── Vorgegebener Text ──

Hab ja schon geschrieben, das jeder gute Towerkühler gleichstark oder besser ist. Er muss halt Verstehen das 1,26 Volt im Idle bei einem 7700 nicht "Kalt" geht. 



arthur95 schrieb:


> Blöde Frage ist das mehr als normal?


Das sollte eher die Spannung unter Last sein, als im Idle.


----------



## the.hai (19. Januar 2019)

du kannst deinen eigenen beiträge editieren, nicht immer zwei hintereinander schreiben.

Die wirkliche Leistung kommt bei einem Radiator aus der Fläche, nicht aus der Dicke.


----------



## arthur95 (19. Januar 2019)

evilgrin68 schrieb:


> Da wollt ich ihn in seinem Glauben lassen
> 
> Hab ja schon geschrieben, das jeder gute Towerkühler gleichstark oder besser ist. Er muss halt Verstehen das 1,26 Volt im Idle bei einem 7700 nicht "Kalt" geht.
> 
> ...



Ok, weißt du wieso das so ist? Soll ich mal die Spannung bei Last untersuchen? Danke für die Infos, bin da eher ein Amateur


@the.hai . Ja da hast du recht, ich meinte aber, dass Corsair für diese Fläche (120mm) das bestmögliche rausgeholt hat. Also ich meine dass das eine er der besten !Kompaktwasserkühlung! ist die es gibt!


----------



## evilgrin68 (19. Januar 2019)

arthur95 schrieb:


> Ok, weißt du wieso das so ist?


Nö... Woher? Kenne deine Hardware nicht.

Es gibt viele Boards die von Hause aus zuviel Spannung anlegen. Da muss man dann selber ran und das Einstellen.


----------



## arthur95 (19. Januar 2019)

evilgrin68 schrieb:


> Nö... Woher? Kenne deine Hardware nicht.
> 
> Es gibt viele Boards die von Hause aus zuviel Spannung anlegen. Da muss man dann selber ran und das Einstellen.



Ok Danke!!
Wsl wird es daran liegen. Aber ich werd das so lassen Tut ja der CPU jetzt nicht extrem weh ! Auf Dauer wird sie halt ein wenig kürzer leben!


SO jetzt passt alles!! XMP Profile war auf AN , hab das mal ausgeschaltet! Jetzt liegt die Spannung  im Idle nicht mehr immer auf 1.26 sondern bei ca. 0,7volt !!! Temperaturen liegen jetzt bei angenehmen 36  +-5grad (Idle) . 

Komisch, ich dachte immer das XMP macht nur was mit der RAM Mhz zahl!

Danke für eure Hilfe


----------



## evilgrin68 (19. Januar 2019)

───
── Vorliegende Zeilen ──

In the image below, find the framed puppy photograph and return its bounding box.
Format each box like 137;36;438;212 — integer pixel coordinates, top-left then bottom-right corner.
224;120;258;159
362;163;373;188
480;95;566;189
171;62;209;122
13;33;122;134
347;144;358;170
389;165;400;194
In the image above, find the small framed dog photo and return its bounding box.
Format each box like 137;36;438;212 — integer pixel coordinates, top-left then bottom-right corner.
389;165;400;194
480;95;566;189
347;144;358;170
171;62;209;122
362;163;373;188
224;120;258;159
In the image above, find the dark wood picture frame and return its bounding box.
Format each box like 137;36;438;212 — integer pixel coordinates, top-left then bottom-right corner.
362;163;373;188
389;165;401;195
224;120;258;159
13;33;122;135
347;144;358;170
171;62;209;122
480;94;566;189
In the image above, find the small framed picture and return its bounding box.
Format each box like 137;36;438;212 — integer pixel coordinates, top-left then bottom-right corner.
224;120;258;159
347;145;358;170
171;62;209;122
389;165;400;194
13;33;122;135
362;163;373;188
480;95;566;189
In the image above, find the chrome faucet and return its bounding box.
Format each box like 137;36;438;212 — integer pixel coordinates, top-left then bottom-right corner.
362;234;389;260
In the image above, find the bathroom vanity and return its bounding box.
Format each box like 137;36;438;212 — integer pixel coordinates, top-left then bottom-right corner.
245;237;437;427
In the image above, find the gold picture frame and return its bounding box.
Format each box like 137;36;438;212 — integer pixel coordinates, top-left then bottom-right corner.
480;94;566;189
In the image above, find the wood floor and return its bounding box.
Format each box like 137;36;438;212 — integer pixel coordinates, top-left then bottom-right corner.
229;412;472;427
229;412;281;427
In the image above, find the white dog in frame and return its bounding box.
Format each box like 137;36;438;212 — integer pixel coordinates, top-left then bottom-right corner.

───

(Aufgaben):
1. Was hat arthur95 im Forumsthread zur CPU-Spannung ausgeschaltet, damit die Spannung im Idle sank?
2. Setze den Forumsthread zur CPU-Spannung nach seinem letzten Abschnitt fort.
Die Zeilen werden hierfür nicht gebraucht.

(Lösungen):
1. Das XMP-Profil.

2.
Ohne XMP verlierst du aber Leistung. Scheint ein ASUS Board zu sein, die machen das ganz gerne.


----------



## arthur95 (19. Januar 2019)

evilgrin68 schrieb:


> Ohne XMP verlierst du aber Leistung. Scheint ein ASUS Board zu sein, die machen das ganz gerne.



Wirklich die RAM MHz hab ich aber sowieso manuell auf 3000mhz. Nein ist ein MSI Z270 Gaming m3 board


----------



## evilgrin68 (19. Januar 2019)

Du hast nur die MHz eingestellt und das läuft... Normalerweise muss auch Timing und Spannung angepasst werden.


----------



## arthur95 (19. Januar 2019)

ja laut CPU-Z unter Memory DRAM Frequency sind 1500Mhz! Das muss man ja mal 2 rechnen --> 3000Mhz!

Ich hab im BIOS einfach bei adjust DRAM Frequency von den 2200 auf 3000MHz geschaltet.


----------



## Plasmadampfer (19. Januar 2019)

die Flankensteilheiten müssen passen. Agilent verkauft sündhafteure Messgeräte, Oscars, mit denen man das bildlich darstellen kann. Ohne solche Messgeräte agiert ihr via sukzessiver Approximation 

Alles ist vergänglich, auch eine niedrige VCore


----------



## the.hai (20. Januar 2019)

Plasmadampfer schrieb:


> die Flankensteilheiten müssen passen. Agilent verkauft sündhafteure Messgeräte, Oscars, mit denen man das bildlich darstellen kann. Ohne solche Messgeräte agiert ihr via sukzessiver Approximation
> 
> Alles ist vergänglich, auch eine niedrige VCore



Kannst du es bitte lassen, immer so einen Quark zu schreiben...ist ja langsam anstrengend.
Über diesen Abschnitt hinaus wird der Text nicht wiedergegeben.